Here's a version of the code reviewed for the above and written with a a bit more modern C++ style. The writer and reader are in a single main now (which you can switch using an arbitrary command line argument).

Live On Coliru

#include <boost/interprocess/managed_shared_memory.hpp>
#include <boost/interprocess/ipc/message_queue.hpp>
#include <boost/interprocess/sync/named_mutex.hpp>
#include <boost/interprocess/smart_ptr/shared_ptr.hpp>
#include <boost/interprocess/allocators/allocator.hpp>
#include <boost/circular_buffer.hpp>
#include <iostream>
#include <mutex>
#include <thread>

namespace bip = boost::interprocess;
using namespace std::chrono_literals;
constexpr char const* OPEN_SHM_LOCK = "OPEN_SHM_LOCK";

static const char* const SHM_NAME         = "PlaceInShm";
static const char* const OBJ_NAME         = "ObjectInShm";
static const char* const PUSH_POP_LOCK    = "push_pop_image_lock";
static const int         BUF_CAPACITY = 20;
static const int         SHM_SIZE         = 91243520;

using Segment = bip::managed_shared_memory;
using Mgr     = Segment::segment_manager;

class MyImage{};

template <typename T> using Alloc = bip::allocator<T, Mgr>;
using MyDeleter                   = bip::deleter<MyImage, Mgr>;
using SharedImage = bip::shared_ptr<MyImage, Alloc<MyImage>, MyDeleter>;

using Container = boost::circular_buffer<SharedImage, Alloc<SharedImage>>;

SharedImage GetMyImage() {
    // some implementation
    return {};
}

int main(int argc, char**) try {
    bool const isWriter = (argc == 1);
    std::cout << (isWriter? "Writer":"Reader") << std::endl;

    // extract variable part to reduce code duplication
    auto find_container = [isWriter](Segment& smt) {
        if (isWriter)

══════

• **Problem**: According to the page text, how can you switch the single main between writer and reader? The listing after this sentence is separate material, apart from the page text.

Items in a dataset:
══════

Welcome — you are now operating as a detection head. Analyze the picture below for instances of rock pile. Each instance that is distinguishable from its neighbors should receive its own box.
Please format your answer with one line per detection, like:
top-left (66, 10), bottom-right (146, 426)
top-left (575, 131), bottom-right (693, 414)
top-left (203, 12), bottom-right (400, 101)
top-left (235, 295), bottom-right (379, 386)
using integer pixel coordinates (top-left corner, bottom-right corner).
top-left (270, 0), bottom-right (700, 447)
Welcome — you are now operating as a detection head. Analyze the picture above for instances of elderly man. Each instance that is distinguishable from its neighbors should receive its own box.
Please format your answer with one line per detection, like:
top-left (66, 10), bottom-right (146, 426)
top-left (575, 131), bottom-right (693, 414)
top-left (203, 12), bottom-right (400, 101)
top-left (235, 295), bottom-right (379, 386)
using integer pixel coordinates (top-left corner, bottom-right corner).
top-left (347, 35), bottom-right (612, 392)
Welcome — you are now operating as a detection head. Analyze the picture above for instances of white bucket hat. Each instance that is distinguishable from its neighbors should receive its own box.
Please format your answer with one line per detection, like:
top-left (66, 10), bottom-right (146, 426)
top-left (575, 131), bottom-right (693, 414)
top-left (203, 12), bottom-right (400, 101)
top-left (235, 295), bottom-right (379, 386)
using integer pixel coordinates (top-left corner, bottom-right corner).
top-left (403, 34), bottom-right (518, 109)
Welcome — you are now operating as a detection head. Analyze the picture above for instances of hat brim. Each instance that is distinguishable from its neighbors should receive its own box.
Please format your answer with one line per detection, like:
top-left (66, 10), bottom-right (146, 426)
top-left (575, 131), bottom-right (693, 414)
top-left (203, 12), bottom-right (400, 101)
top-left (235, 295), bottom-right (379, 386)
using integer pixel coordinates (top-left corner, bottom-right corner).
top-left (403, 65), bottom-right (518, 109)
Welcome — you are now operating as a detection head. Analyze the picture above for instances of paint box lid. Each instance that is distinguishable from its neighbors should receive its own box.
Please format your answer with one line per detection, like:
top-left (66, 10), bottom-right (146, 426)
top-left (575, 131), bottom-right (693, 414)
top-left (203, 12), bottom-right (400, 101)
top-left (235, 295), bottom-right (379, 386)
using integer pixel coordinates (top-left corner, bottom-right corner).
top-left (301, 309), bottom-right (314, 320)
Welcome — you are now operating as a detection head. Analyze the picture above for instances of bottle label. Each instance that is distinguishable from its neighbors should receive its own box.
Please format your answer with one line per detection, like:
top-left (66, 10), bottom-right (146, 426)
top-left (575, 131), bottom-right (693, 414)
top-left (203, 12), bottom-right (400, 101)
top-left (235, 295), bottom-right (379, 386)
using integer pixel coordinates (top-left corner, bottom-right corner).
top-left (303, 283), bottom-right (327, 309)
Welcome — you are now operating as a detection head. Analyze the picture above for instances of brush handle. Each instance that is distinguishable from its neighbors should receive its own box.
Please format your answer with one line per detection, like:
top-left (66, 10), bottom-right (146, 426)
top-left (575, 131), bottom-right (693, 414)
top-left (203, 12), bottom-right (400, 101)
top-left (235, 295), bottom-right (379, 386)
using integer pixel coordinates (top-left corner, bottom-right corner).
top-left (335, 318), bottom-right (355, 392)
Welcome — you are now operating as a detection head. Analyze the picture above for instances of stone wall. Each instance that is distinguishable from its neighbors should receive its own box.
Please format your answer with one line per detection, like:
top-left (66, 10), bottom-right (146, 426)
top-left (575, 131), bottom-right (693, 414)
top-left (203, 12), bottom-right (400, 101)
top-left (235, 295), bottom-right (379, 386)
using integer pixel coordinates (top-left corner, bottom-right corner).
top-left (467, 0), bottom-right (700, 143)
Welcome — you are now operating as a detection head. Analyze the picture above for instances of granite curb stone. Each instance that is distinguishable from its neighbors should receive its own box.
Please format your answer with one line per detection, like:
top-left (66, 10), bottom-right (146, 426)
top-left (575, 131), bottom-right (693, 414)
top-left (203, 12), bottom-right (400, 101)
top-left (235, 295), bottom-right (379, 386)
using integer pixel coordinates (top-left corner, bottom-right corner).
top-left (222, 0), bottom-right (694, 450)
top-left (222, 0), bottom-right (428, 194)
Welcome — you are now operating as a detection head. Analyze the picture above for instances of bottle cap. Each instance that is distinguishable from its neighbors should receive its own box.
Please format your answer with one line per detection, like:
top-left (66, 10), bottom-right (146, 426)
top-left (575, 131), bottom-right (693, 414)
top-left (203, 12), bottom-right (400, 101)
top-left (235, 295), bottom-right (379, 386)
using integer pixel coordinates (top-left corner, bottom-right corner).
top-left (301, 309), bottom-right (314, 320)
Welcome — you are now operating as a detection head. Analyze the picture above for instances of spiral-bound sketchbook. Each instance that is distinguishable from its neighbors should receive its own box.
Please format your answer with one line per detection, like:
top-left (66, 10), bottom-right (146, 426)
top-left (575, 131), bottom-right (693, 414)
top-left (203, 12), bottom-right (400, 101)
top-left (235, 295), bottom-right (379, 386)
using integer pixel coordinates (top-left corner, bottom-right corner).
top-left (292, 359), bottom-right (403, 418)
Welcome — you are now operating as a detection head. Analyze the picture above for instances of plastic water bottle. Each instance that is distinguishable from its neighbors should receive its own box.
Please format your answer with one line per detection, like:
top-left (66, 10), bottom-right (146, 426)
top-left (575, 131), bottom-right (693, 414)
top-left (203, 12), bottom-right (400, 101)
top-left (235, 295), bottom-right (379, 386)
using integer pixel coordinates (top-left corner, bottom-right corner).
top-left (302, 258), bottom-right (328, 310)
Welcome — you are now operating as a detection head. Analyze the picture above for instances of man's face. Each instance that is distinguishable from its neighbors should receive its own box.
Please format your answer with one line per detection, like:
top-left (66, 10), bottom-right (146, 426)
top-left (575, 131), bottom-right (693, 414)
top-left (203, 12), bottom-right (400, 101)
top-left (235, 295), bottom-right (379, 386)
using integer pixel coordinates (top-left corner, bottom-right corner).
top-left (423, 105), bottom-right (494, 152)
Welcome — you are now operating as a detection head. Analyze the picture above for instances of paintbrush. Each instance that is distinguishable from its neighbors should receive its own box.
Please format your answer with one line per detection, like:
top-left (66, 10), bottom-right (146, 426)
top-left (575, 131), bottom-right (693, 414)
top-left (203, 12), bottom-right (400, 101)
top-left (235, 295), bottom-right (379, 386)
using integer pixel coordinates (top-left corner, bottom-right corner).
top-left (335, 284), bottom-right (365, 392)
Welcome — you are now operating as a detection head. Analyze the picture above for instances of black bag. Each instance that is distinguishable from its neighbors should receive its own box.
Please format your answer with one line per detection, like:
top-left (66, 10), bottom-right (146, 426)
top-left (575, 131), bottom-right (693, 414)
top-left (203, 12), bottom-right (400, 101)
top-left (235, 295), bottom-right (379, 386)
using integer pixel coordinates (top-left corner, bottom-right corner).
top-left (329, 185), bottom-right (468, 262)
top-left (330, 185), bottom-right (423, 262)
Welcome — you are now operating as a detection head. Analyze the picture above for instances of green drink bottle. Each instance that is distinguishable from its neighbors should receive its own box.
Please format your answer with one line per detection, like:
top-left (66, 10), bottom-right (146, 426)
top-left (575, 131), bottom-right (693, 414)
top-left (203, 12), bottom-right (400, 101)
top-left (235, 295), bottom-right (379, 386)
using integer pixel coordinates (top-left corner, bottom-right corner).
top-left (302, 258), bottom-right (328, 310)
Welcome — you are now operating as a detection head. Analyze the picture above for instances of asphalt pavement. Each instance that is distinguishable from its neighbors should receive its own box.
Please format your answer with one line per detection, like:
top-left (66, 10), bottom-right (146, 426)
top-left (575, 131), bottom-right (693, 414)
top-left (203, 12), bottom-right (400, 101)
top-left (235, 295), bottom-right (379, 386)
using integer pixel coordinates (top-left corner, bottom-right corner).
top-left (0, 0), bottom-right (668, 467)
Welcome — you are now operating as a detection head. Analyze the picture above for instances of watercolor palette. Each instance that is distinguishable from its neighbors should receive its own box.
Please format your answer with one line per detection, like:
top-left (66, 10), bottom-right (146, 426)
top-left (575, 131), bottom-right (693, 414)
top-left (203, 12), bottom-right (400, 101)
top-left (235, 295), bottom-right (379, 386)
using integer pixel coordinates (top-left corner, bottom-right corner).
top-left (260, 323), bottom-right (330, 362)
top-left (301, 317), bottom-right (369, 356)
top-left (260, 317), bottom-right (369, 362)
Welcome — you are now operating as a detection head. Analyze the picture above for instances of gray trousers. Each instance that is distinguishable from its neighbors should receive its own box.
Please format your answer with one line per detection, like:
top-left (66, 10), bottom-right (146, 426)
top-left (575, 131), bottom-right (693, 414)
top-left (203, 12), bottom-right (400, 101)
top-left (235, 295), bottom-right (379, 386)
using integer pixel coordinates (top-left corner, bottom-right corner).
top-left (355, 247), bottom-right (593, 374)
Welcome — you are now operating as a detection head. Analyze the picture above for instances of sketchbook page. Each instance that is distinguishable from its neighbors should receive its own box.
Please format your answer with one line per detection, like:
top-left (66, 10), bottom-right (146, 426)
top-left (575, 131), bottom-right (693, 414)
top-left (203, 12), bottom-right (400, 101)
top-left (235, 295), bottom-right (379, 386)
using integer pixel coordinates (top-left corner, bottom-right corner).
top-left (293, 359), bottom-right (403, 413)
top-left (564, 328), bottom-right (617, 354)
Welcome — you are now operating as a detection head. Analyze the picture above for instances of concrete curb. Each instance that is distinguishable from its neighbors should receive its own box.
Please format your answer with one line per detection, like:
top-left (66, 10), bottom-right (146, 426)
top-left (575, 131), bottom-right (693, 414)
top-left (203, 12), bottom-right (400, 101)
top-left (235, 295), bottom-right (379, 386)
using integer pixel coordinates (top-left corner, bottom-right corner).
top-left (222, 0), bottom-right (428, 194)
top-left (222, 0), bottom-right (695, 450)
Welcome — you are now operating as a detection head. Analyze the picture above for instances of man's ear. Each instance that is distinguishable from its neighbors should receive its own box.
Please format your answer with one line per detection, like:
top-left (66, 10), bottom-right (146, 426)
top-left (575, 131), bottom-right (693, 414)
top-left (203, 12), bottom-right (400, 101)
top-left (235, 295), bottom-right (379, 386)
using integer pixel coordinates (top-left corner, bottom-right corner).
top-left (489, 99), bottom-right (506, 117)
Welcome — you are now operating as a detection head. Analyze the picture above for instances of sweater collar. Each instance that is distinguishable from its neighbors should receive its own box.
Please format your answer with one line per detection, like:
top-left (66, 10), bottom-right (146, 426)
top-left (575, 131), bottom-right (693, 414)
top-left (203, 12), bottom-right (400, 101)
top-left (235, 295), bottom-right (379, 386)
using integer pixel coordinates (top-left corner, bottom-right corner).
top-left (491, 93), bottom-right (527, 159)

══════

• **Answer to this exercise**: By passing an arbitrary command line argument.